### Written task
Count the lines in the material below that contain the string "blue", matching case exactly, and reply with that number alone.

** start Information provided **

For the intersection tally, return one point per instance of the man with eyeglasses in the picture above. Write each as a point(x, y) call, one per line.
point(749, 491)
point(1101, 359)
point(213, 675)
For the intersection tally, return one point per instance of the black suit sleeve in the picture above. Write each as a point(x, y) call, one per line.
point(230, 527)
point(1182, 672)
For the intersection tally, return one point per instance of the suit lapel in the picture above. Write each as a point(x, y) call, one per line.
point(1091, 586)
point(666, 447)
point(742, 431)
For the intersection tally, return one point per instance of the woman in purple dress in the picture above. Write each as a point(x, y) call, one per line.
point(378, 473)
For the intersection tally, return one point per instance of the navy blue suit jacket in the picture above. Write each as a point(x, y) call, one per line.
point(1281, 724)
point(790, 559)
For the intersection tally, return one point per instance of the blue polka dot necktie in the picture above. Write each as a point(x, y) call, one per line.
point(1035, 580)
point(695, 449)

** end Information provided **
** start Information provided **

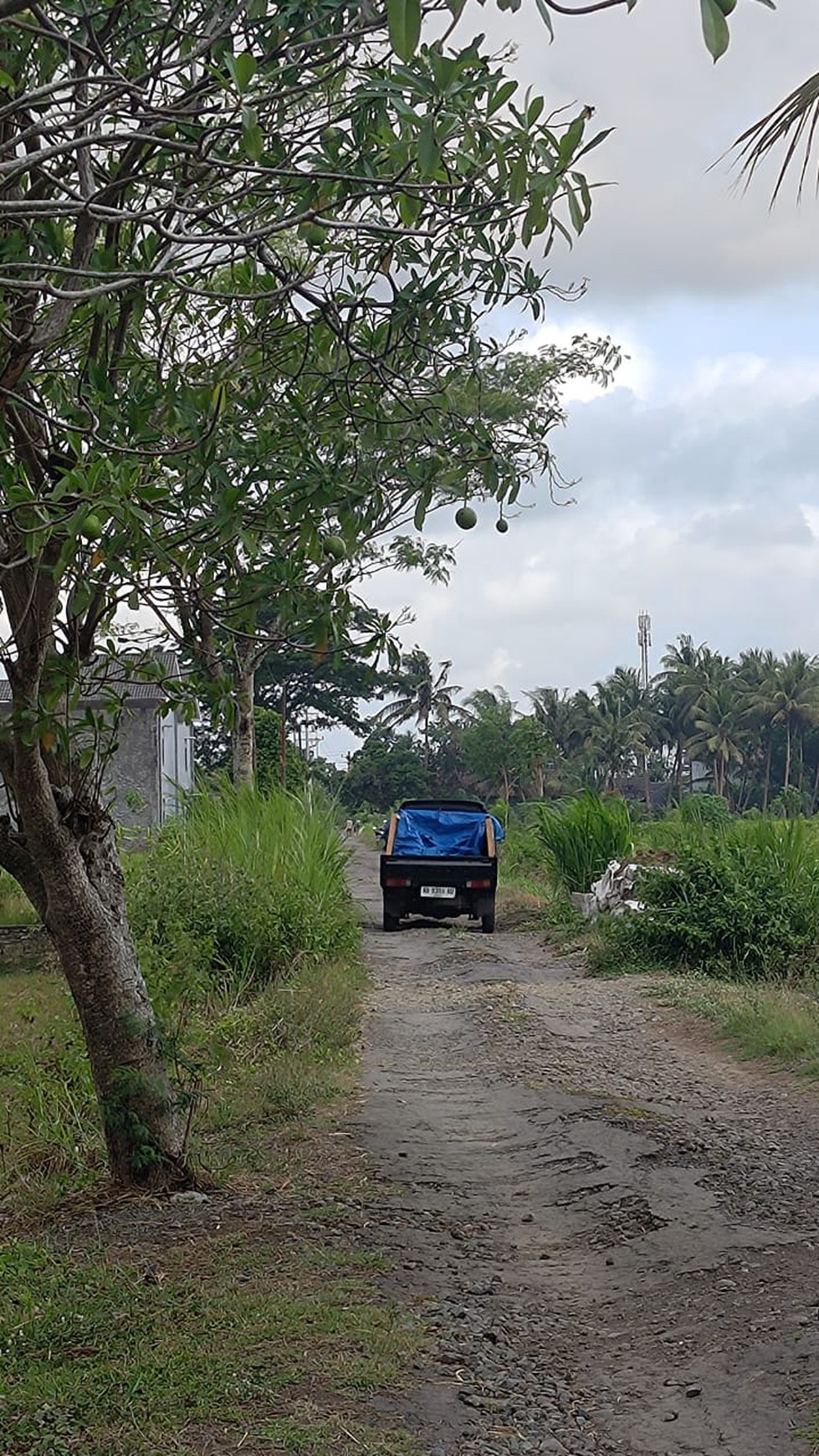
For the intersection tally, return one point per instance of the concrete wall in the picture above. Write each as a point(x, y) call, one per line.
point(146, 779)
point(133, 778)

** end Information provided **

### Result of this task
2